#### Source passage:
◇ ◇ ◇ ◇
Why it matters: Dallas has a long, sordid history of housing segregation that the city has been trying to address with new policies.
- Nearly a quarter of Dallas' population is Black, according to the U.S. Census Bureau.
Between the lines: Equal access to housing isn't just about finding homes. It's also about the ability to build wealth through appreciating real estate.
The big picture: The national racial home-value gap is the smallest it's been in the past two decades, per Zillow.
- Despite being hit disproportionately hard by the pandemic, Black families' homes nationwide have appreciated more than any others since February 2020.
- Black homeownership increased 2% from 2019 to 2021, compared with 1.3% for the nation at large, according to data from the American Community Survey analyzed by the Urban Institute.
- Black women ages 45–54 and 75 and older saw the largest increase among Black homeowners during the pandemic, with 2.9 percentage points of growth, according to Zillow.
Yes, but: In Dallas, gaps in home values and home ownership are closing slower than the U.S. average, according to the Zillow analysis.
Context: The home-value gap across the country has dropped 2.5% over the last three years, according to Zillow. In some areas — like Detroit — it shrunk by 9 percentage points.
Zoom in: In Dallas, the home-value gap shrunk just 1%.
- In Austin, it's even smaller, at 0.1%.
- In some cities, like Los Angeles and Seattle, the gap actually increased.
By the numbers: The typical value of a Black-owned home in North Texas is $301,292, nearly $60,000 less than the overall typical value of local homes, per Zillow.
- Black families in the Dallas-Fort Worth area are 31.7% less likely to own a home, compared with white families, according to the company's analysis.
The bottom line: "Due to years of redlining and other forms of systemic discrimination, housing disparities between Black and white families persist," Nicole Bachaud, senior economist at Zillow, said in a statement.
- "Policies and interventions like expanding access to credit, building more affordable homes and finding new approaches to mitigate appraisal bias are keys to achieving housing equity."
◇ ◇ ◇ ◇
#### Photo-based referring expression data:
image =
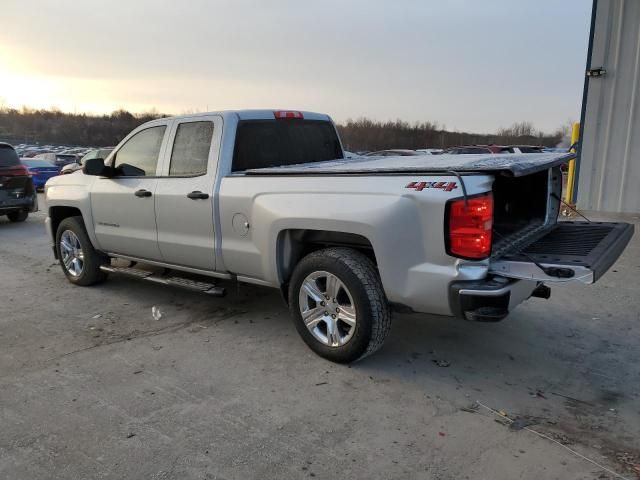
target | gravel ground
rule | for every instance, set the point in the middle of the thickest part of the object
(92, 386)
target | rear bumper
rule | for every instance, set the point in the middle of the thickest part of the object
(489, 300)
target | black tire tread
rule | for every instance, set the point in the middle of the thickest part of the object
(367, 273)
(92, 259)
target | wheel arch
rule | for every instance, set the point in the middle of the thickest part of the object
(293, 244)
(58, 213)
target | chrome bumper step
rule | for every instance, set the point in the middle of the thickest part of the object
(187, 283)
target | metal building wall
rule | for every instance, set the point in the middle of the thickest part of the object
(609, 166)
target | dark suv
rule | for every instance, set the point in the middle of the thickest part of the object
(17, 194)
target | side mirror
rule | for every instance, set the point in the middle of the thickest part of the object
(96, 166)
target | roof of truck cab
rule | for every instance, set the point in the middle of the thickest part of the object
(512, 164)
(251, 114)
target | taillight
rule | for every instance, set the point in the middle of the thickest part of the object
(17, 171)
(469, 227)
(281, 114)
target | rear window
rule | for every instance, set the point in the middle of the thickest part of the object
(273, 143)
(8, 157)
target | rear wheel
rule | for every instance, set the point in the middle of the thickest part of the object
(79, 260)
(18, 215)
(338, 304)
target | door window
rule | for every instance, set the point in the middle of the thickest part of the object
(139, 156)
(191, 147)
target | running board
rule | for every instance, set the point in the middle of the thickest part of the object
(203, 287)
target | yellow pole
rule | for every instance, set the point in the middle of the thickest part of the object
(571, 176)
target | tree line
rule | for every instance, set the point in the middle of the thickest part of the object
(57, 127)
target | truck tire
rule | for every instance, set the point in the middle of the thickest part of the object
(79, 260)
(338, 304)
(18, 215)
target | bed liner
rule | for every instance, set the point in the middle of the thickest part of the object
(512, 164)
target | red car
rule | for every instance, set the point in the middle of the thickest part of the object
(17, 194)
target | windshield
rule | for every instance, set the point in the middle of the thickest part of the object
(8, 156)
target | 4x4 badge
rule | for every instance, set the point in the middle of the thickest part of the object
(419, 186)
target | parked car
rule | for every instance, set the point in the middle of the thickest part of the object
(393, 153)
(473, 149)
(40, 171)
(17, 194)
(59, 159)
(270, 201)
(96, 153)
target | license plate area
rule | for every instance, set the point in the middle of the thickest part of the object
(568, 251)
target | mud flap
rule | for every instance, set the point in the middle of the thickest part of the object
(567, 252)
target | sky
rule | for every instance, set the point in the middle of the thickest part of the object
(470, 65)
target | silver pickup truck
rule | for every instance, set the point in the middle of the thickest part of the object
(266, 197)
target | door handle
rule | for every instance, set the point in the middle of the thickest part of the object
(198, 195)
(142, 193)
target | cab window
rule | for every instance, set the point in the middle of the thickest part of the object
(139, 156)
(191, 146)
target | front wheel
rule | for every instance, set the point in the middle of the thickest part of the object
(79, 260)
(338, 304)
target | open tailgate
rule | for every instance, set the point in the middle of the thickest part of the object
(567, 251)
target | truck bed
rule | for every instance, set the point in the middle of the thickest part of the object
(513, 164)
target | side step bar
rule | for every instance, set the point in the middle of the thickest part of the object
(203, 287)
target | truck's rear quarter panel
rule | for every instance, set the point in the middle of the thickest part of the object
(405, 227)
◇ ◇ ◇ ◇
#### Task:
From the passage on housing gaps in Dallas above, reproduce the section from "- Black homeownership" up to and including "gap actually increased.".

#### Written reply:
- Black homeownership increased 2% from 2019 to 2021, compared with 1.3% for the nation at large, according to data from the American Community Survey analyzed by the Urban Institute.
- Black women ages 45–54 and 75 and older saw the largest increase among Black homeowners during the pandemic, with 2.9 percentage points of growth, according to Zillow.
Yes, but: In Dallas, gaps in home values and home ownership are closing slower than the U.S. average, according to the Zillow analysis.
Context: The home-value gap across the country has dropped 2.5% over the last three years, according to Zillow. In some areas — like Detroit — it shrunk by 9 percentage points.
Zoom in: In Dallas, the home-value gap shrunk just 1%.
- In Austin, it's even smaller, at 0.1%.
- In some cities, like Los Angeles and Seattle, the gap actually increased.